> [Your instructions] Show me each line of the listing below where the word "layout" appears.

> [Task material]
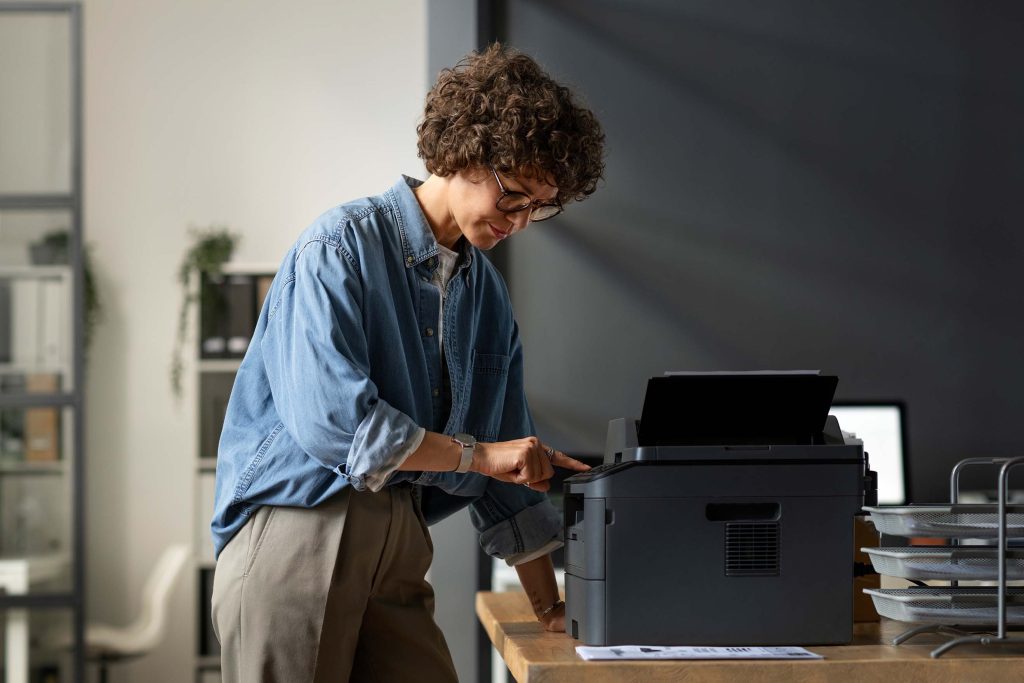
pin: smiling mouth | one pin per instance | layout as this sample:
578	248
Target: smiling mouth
499	233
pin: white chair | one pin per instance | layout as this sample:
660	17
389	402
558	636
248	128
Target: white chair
105	644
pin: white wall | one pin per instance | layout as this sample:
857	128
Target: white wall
258	115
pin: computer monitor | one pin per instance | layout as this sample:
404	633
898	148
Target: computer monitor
882	426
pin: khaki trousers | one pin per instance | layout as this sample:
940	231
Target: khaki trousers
334	593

> [Task result]
pin: smiling mouth | one pin per instance | layout as this sample:
pin: white chair | one pin per instance | layout as this sample:
pin: white wall | one pin per instance | layout as this sample:
pin: computer monitor | one pin per instance | layout as this sample:
pin: khaki trousers | one pin per instance | layout as this sample:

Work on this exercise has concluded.